#### What to do:
Wherever "sock" appears in a line of the listing, report that line.

#### Provided entries:
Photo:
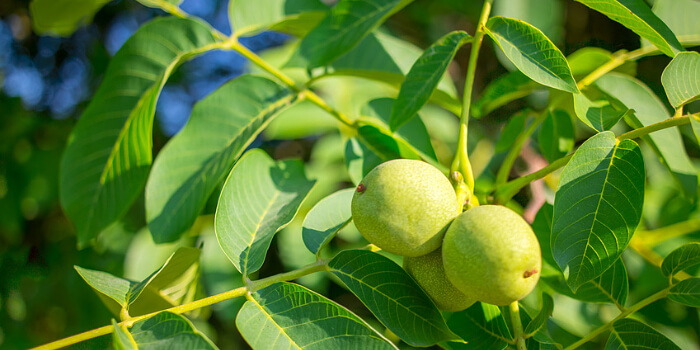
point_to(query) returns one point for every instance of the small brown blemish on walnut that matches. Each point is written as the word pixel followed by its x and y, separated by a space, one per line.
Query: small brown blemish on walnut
pixel 527 274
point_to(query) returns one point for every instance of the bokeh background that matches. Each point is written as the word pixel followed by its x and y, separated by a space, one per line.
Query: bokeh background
pixel 46 82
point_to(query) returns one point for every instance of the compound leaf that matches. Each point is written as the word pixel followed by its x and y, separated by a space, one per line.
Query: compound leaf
pixel 532 52
pixel 688 255
pixel 392 296
pixel 686 292
pixel 597 207
pixel 289 316
pixel 326 218
pixel 648 109
pixel 424 76
pixel 347 23
pixel 638 17
pixel 109 153
pixel 634 335
pixel 681 79
pixel 168 331
pixel 260 196
pixel 194 163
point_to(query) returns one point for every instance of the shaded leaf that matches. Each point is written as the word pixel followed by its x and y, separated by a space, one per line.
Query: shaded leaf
pixel 289 16
pixel 637 17
pixel 392 296
pixel 62 17
pixel 681 79
pixel 504 89
pixel 556 136
pixel 260 196
pixel 541 319
pixel 109 153
pixel 597 207
pixel 686 292
pixel 168 331
pixel 424 76
pixel 634 335
pixel 648 109
pixel 326 218
pixel 599 115
pixel 532 53
pixel 195 162
pixel 347 23
pixel 482 326
pixel 687 256
pixel 286 315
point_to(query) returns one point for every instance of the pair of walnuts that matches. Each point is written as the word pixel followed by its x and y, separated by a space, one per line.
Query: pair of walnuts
pixel 487 253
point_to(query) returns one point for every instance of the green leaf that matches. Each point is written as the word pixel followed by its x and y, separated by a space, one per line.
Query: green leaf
pixel 648 109
pixel 599 115
pixel 290 16
pixel 121 338
pixel 637 17
pixel 541 319
pixel 413 133
pixel 532 53
pixel 392 296
pixel 556 136
pixel 686 292
pixel 681 79
pixel 62 17
pixel 504 89
pixel 109 153
pixel 194 163
pixel 347 23
pixel 611 287
pixel 289 316
pixel 634 335
pixel 388 59
pixel 168 331
pixel 326 218
pixel 260 196
pixel 597 207
pixel 145 296
pixel 687 256
pixel 423 78
pixel 482 326
pixel 515 125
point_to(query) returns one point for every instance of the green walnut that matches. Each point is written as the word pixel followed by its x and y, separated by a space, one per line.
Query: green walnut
pixel 492 254
pixel 404 206
pixel 428 271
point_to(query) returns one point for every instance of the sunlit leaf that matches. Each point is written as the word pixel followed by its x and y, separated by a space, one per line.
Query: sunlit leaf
pixel 168 331
pixel 392 296
pixel 109 153
pixel 347 23
pixel 532 52
pixel 199 157
pixel 648 109
pixel 556 136
pixel 688 255
pixel 289 316
pixel 326 218
pixel 686 292
pixel 482 326
pixel 597 207
pixel 634 335
pixel 260 196
pixel 424 76
pixel 681 79
pixel 637 17
pixel 62 17
pixel 289 16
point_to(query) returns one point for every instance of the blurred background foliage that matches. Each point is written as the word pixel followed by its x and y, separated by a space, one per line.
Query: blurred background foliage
pixel 47 81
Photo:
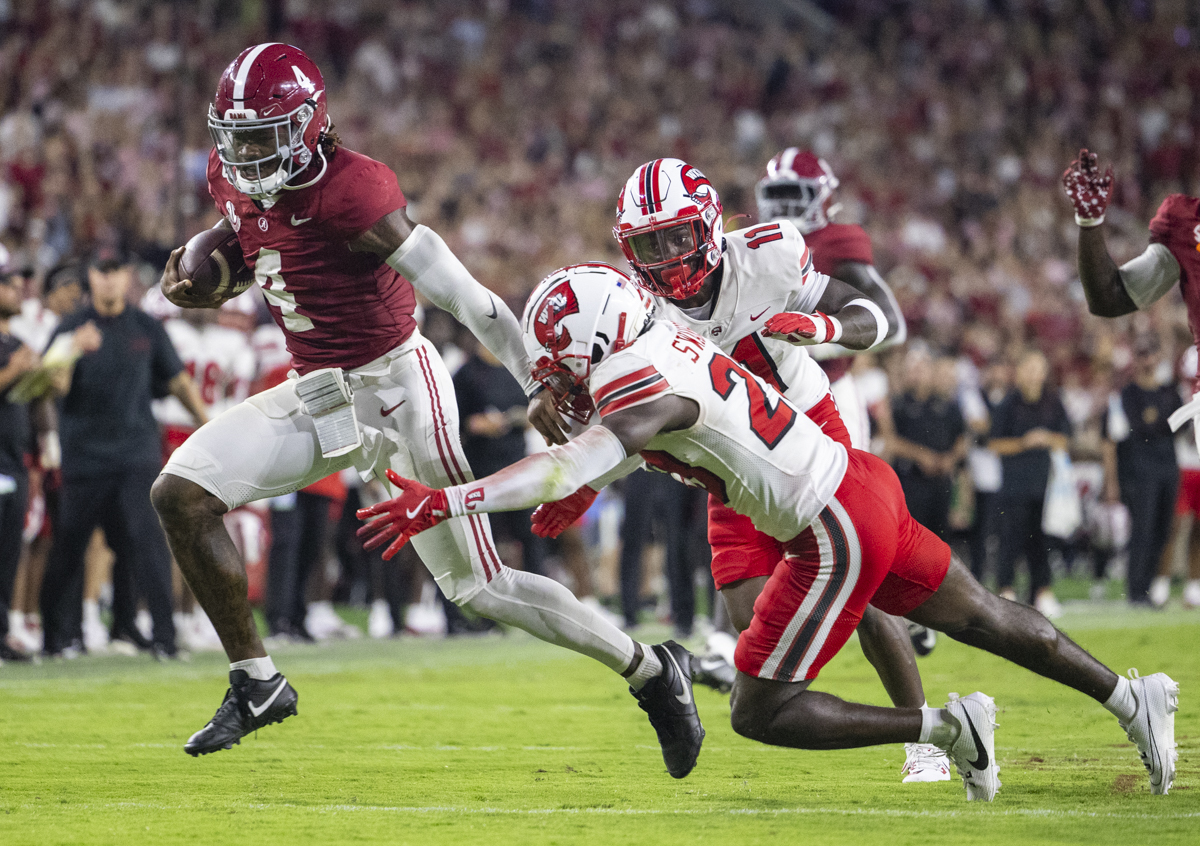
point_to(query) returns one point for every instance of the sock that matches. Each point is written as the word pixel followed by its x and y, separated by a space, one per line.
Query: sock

#### Finished exercise:
point_to(query) returns one point for every instance of the sock that matches. Each point is written as the word pixel followed by its x and y, separated by a space, one per line.
Query: sock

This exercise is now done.